↓
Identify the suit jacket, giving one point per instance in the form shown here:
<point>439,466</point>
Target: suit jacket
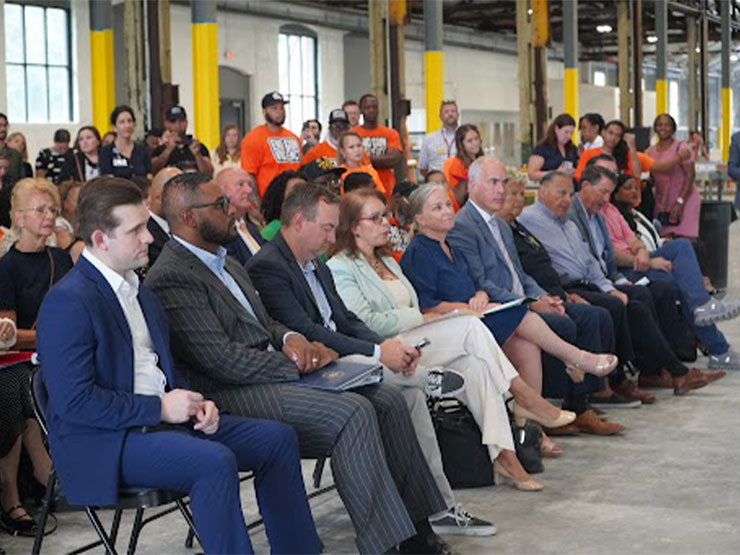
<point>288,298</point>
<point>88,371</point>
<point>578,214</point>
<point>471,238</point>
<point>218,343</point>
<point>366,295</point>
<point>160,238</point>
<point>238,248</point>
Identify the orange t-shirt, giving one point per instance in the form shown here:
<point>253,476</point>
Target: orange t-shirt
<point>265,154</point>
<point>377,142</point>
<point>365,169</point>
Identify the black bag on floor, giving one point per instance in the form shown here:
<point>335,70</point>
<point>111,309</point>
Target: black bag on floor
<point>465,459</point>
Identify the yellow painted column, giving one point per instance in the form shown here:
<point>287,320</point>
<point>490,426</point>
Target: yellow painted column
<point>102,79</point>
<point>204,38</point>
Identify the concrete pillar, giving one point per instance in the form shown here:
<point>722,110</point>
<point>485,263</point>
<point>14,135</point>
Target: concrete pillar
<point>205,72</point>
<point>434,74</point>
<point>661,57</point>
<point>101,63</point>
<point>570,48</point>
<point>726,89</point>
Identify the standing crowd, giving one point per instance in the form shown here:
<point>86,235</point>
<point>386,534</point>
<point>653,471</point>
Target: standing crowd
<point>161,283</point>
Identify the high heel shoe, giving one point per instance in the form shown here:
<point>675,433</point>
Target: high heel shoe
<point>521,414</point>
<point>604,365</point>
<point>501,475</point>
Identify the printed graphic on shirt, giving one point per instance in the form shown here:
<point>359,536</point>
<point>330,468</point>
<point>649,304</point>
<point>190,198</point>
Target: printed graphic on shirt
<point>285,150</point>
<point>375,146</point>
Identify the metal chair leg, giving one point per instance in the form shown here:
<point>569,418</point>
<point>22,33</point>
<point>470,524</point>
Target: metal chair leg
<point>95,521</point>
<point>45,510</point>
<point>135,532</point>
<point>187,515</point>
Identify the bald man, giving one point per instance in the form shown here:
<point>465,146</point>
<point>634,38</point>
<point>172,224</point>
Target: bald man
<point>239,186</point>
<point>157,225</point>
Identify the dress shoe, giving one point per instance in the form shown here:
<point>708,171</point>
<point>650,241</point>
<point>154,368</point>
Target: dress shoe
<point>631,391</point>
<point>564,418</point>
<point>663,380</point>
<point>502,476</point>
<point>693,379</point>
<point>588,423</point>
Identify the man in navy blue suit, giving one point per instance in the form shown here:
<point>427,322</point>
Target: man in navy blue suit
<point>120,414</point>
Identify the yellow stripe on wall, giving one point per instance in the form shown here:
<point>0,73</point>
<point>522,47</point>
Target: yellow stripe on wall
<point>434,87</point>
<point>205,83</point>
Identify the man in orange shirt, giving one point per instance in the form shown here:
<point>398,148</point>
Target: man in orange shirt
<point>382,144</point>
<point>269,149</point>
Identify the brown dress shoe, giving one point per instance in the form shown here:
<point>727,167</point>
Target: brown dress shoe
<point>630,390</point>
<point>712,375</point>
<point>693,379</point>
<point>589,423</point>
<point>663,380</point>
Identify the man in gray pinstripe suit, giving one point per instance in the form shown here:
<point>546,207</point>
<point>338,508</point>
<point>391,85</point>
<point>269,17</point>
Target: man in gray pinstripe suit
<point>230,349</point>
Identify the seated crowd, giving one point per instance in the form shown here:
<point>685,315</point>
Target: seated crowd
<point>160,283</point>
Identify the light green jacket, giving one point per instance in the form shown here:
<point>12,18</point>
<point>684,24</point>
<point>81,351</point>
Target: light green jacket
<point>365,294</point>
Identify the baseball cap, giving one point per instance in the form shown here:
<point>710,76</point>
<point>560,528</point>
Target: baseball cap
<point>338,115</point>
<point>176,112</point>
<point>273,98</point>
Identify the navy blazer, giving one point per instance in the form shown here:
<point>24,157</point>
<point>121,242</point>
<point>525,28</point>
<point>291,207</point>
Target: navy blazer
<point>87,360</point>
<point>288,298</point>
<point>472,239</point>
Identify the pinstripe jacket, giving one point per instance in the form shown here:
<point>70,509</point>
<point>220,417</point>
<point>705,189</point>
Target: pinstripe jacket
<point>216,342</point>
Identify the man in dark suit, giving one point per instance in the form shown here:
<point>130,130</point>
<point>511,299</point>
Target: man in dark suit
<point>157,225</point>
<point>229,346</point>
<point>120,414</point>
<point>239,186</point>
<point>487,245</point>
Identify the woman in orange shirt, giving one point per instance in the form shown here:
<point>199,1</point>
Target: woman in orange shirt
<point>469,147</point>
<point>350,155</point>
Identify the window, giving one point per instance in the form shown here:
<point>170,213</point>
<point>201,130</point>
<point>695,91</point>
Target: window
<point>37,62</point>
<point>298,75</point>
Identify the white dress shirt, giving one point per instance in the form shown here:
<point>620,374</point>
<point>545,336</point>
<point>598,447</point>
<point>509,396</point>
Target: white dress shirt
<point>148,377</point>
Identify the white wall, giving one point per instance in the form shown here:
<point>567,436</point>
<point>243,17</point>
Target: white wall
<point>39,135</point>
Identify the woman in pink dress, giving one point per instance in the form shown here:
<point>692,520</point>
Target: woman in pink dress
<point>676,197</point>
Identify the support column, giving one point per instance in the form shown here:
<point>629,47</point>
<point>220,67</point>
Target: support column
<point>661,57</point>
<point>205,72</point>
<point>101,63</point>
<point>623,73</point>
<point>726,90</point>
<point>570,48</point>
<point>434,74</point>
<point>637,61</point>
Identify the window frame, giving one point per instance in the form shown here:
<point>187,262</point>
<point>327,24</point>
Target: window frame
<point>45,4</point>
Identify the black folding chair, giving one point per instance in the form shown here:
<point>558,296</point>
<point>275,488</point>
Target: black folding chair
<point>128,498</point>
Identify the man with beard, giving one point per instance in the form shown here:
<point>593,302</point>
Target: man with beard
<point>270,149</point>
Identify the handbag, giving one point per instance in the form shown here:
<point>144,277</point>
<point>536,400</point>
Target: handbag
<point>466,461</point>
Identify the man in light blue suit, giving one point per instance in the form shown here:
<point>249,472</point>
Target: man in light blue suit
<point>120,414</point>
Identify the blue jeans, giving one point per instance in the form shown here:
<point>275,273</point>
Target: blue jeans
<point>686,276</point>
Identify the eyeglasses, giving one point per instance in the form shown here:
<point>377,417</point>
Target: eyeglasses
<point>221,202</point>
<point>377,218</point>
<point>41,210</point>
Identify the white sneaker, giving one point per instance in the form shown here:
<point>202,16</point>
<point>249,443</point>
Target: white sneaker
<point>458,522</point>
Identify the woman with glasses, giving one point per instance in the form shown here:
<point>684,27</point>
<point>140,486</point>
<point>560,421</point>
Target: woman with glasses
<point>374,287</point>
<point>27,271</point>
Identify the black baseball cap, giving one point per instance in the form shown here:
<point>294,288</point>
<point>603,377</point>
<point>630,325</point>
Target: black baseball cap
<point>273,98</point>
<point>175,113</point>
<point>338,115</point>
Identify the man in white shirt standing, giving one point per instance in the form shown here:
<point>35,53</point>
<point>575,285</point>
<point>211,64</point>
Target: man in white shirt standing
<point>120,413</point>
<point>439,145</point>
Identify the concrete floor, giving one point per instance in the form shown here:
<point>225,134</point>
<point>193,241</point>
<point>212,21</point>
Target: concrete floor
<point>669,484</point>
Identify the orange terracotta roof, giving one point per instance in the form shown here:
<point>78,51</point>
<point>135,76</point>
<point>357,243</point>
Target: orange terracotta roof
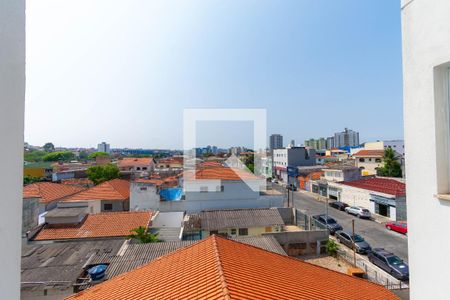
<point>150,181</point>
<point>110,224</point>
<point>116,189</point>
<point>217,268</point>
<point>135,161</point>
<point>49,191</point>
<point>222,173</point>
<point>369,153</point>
↑
Exercise directions:
Since the pictures don't belong in the copy, copy only the rest of the entries above exactly.

Written solution:
Identify the suit jacket, giving one point per instance in the form shown here:
<point>439,466</point>
Target: suit jacket
<point>288,298</point>
<point>88,371</point>
<point>578,214</point>
<point>471,238</point>
<point>218,343</point>
<point>366,295</point>
<point>160,238</point>
<point>238,248</point>
Identify the orange t-shirt, giving one point per instance in the form shown here:
<point>253,476</point>
Target: orange t-shirt
<point>265,154</point>
<point>377,142</point>
<point>365,169</point>
Identify the black bag on floor, giving one point per instance in the form shown here:
<point>335,70</point>
<point>111,309</point>
Target: black bag on floor
<point>465,459</point>
Identify the yellow painted column, giving one point per instance in the form shown here:
<point>287,320</point>
<point>490,426</point>
Target: yellow painted column
<point>102,79</point>
<point>204,38</point>
Identify the concrete pillar, giving one point per instance in the form shown here:
<point>722,110</point>
<point>485,263</point>
<point>14,135</point>
Target: concrete pillar
<point>205,72</point>
<point>434,74</point>
<point>661,57</point>
<point>101,63</point>
<point>570,48</point>
<point>726,89</point>
Identify the standing crowd, giving one point per instance in the form shown here:
<point>86,235</point>
<point>386,534</point>
<point>653,471</point>
Target: standing crowd
<point>161,283</point>
Identify the high heel shoe, giving one point per instance in the form shown here:
<point>675,433</point>
Target: high heel shoe
<point>521,414</point>
<point>604,365</point>
<point>501,475</point>
Identify the printed graphic on shirt, giving one point per instance in the form shown here:
<point>359,536</point>
<point>330,468</point>
<point>649,304</point>
<point>190,198</point>
Target: printed graphic on shirt
<point>285,150</point>
<point>375,146</point>
Identify the metal chair leg, giving one point per instance in the form shown here:
<point>569,418</point>
<point>22,33</point>
<point>470,524</point>
Target: metal chair leg
<point>95,521</point>
<point>45,510</point>
<point>135,532</point>
<point>187,515</point>
Identify the bald man, giving one point per instance in the form shown here:
<point>465,146</point>
<point>634,38</point>
<point>172,224</point>
Target: bald man
<point>239,186</point>
<point>157,225</point>
Identify the dress shoe, giving one point per instance in the form shown here:
<point>708,171</point>
<point>650,241</point>
<point>154,368</point>
Target: dress shoe
<point>631,391</point>
<point>564,418</point>
<point>663,380</point>
<point>502,476</point>
<point>693,379</point>
<point>588,423</point>
Identify the man in navy blue suit, giving one point per instance in the form shown here:
<point>427,322</point>
Target: man in navy blue suit
<point>120,414</point>
Identify the yellow stripe on wall, giving one point per instance in the form shown here:
<point>0,73</point>
<point>522,47</point>
Target: yellow stripe on wall
<point>434,87</point>
<point>205,83</point>
Identify the man in orange shirt, giving one point per instance in the form shown here:
<point>398,148</point>
Target: man in orange shirt
<point>382,144</point>
<point>269,149</point>
Identify the brown dress shoe, giving one point per instance in the form shown here:
<point>727,167</point>
Target: brown dress shoe
<point>630,390</point>
<point>712,375</point>
<point>693,379</point>
<point>589,423</point>
<point>663,380</point>
Identify the man in gray pinstripe suit, giving one point per instance in the form shown here:
<point>546,207</point>
<point>338,508</point>
<point>391,85</point>
<point>269,17</point>
Target: man in gray pinstripe suit
<point>230,349</point>
Identify the seated crowd, giving one point per instance in the form shown here:
<point>685,315</point>
Target: seated crowd
<point>160,283</point>
Identify the light green jacket, giving one point per instance in the form shown here:
<point>12,18</point>
<point>684,24</point>
<point>81,351</point>
Target: light green jacket
<point>365,294</point>
Identify the baseball cap, giving one point per instance in the form shown here:
<point>710,76</point>
<point>560,528</point>
Target: baseball cap
<point>338,115</point>
<point>176,112</point>
<point>273,98</point>
Identify the navy blazer, giving one point per instance in the form shown here:
<point>24,157</point>
<point>121,242</point>
<point>525,28</point>
<point>291,207</point>
Target: navy blazer
<point>87,360</point>
<point>288,298</point>
<point>472,239</point>
Identify the pinstripe jacket, giving one point per instance in the form shown here:
<point>70,509</point>
<point>220,417</point>
<point>705,189</point>
Target: pinstripe jacket
<point>216,342</point>
Identify the man in dark suit, giving one point per instance in the form shown here:
<point>130,130</point>
<point>511,299</point>
Target: man in dark suit
<point>157,225</point>
<point>229,346</point>
<point>120,414</point>
<point>239,186</point>
<point>487,245</point>
Identify the woman in orange shirt, giving one point per instance in the form shown here:
<point>199,1</point>
Target: woman in orange shirt
<point>469,147</point>
<point>350,155</point>
Identify the window, giving one point per instance in the form shown here:
<point>170,213</point>
<point>201,130</point>
<point>695,91</point>
Target: window
<point>37,62</point>
<point>298,75</point>
Identify the white dress shirt, giving one point per instance in the form shown here:
<point>620,374</point>
<point>545,336</point>
<point>598,447</point>
<point>509,396</point>
Target: white dress shirt
<point>148,377</point>
Identify the white wall, giving one point per instance in the form shown here:
<point>567,436</point>
<point>243,17</point>
Target: white wall
<point>39,135</point>
Identify the woman in pink dress, giving one point per instance in the form shown here:
<point>692,520</point>
Target: woman in pink dress
<point>676,197</point>
Identify the support column, giving one point per instance in the form shown here:
<point>629,47</point>
<point>220,67</point>
Target: support column
<point>661,57</point>
<point>205,72</point>
<point>101,63</point>
<point>623,73</point>
<point>726,90</point>
<point>570,48</point>
<point>434,74</point>
<point>637,61</point>
Identify the window frame, giving one point per instance in the form shown here:
<point>187,262</point>
<point>327,24</point>
Target: window frame
<point>45,4</point>
Identify the black folding chair, giving one point per instance in the form shown here:
<point>558,296</point>
<point>275,488</point>
Target: black folding chair
<point>128,498</point>
Identify the man with beard, giving one point per instance in the form shown here:
<point>593,302</point>
Target: man with beard
<point>270,149</point>
Identify the handbag, giving one point per instance in the form shown here:
<point>144,277</point>
<point>536,400</point>
Target: handbag
<point>466,461</point>
Identify the man in light blue suit, giving one point per instance in the form shown here:
<point>249,472</point>
Target: man in light blue suit
<point>120,414</point>
Identify the blue jeans, giving one point per instance in the form shown here:
<point>275,273</point>
Target: blue jeans
<point>686,276</point>
Identify the eyeglasses, giving one point per instance in the form shown here:
<point>377,417</point>
Target: eyeglasses
<point>221,202</point>
<point>377,218</point>
<point>41,210</point>
Identify the white sneaker, giving one point per instance in the form shown here:
<point>202,16</point>
<point>249,443</point>
Target: white sneaker
<point>458,522</point>
Identify the woman with glasses, giving one point per instance in the form shown here:
<point>684,27</point>
<point>140,486</point>
<point>560,421</point>
Target: woman with glasses
<point>374,287</point>
<point>27,271</point>
Identify the black baseball cap, giving one point per instance in the form shown here:
<point>294,288</point>
<point>603,377</point>
<point>630,325</point>
Target: black baseball cap
<point>273,98</point>
<point>175,113</point>
<point>338,115</point>
Identify the man in white shirt standing, giving one point per instance in the form shown here:
<point>35,53</point>
<point>575,285</point>
<point>211,64</point>
Target: man in white shirt standing
<point>120,413</point>
<point>439,145</point>
Identify the concrete floor, giving one point per instance in the form shown here:
<point>225,134</point>
<point>193,241</point>
<point>212,21</point>
Target: concrete floor
<point>669,484</point>
Identify the orange terracotta roof, giving one point per instance in the form shown here:
<point>78,51</point>
<point>135,76</point>
<point>357,243</point>
Target: orange terracotta roof
<point>150,181</point>
<point>110,224</point>
<point>116,189</point>
<point>217,268</point>
<point>135,161</point>
<point>49,191</point>
<point>222,173</point>
<point>369,153</point>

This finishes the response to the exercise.